## Short exercise a:
In the Malindi court ruling, to what date did the trial court reserve its ruling?

Al-Wahim Express Shuttle Company Limited & 001 Investment v Munawar Shuttle Company Limited [2017] KEHC 6352 (KLR) | Interlocutory Injunctions | Esheria

Al-Wahim Express Shuttle Company Limited & 001 Investment v Munawar Shuttle Company Limited [2017] KEHC 6352 (KLR)

Full Case Text

REPUBLIC OF KENYA

IN HIGH COURT OF KENYA

AT MALINDI

CIVIL APPEAL NO. 21 OF 2017

AL-WAHIM EXPRESS SHUTTLE

COMPANY LIMITED …….…...…..  1ST APPELLANT/APPLICANT

001 INVESTMENT ……..………....  2ND APPELLANT/APPLICANT

VERSUS

MUNAWAR SHUTTLE COMPANY LIMITED……...RESPONDENT

RULING

The respondent filed Civil Suit No. 42 of 2017 before the Principle Court Malindi on 9th March, 2017.  The suit was accompanied by an application seeking orders of temporary injunction against the appellants in respect to stall No. 2B at the Malindi Modern Bus Park.  The Magistrate Court granted the interim orders.  On 17th March, 2017, the appellants filed an application before the magistrate court seeking to have the orders granted on 10th March, 2017 be reviewed and or set aside pending inter-partes hearing.  Both the respondents’ application for injunction and the appellants’ application to set aside the ex-parte orders were heard by the trial court and the Ruling was reserved for the 26th May, 2017.  The trial court extended the interim orders to the date of the ruling.

## Data in this exercise:
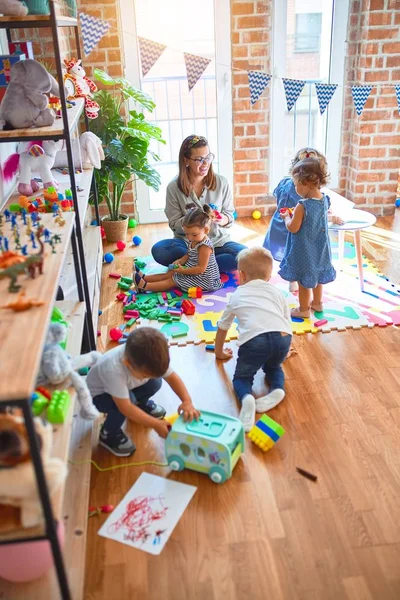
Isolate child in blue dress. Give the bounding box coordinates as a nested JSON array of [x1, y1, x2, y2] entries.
[[134, 204, 222, 292], [263, 148, 328, 292], [279, 158, 336, 318]]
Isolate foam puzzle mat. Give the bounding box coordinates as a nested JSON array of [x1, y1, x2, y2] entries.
[[109, 242, 400, 346]]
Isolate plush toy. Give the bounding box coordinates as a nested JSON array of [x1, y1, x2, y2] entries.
[[0, 0, 28, 17], [0, 414, 67, 527], [0, 59, 60, 129], [79, 131, 105, 169], [64, 58, 100, 119], [3, 140, 63, 196], [37, 323, 101, 419]]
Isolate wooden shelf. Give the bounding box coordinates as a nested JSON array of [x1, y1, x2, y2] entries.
[[0, 15, 78, 29], [0, 98, 85, 142], [0, 212, 75, 403]]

## Short exercise b:
Reproduce the records starting at the line containing "Isolate foam puzzle" and ending at the line containing "323, 101, 419]]", with "plush toy" swapped for "stuffed animal" and everything else left unchanged.

## Finished answer a:
26th May, 2017.

## Finished answer b:
Isolate foam puzzle mat. Give the bounding box coordinates as a nested JSON array of [x1, y1, x2, y2] entries.
[[109, 242, 400, 346]]
Isolate stuffed animal. Give the bounding box coordinates as a nested JSON array of [x1, y1, x2, y2] entries.
[[0, 0, 28, 17], [0, 414, 67, 527], [0, 59, 60, 129], [79, 131, 105, 169], [64, 58, 100, 119], [3, 140, 63, 196], [37, 323, 101, 419]]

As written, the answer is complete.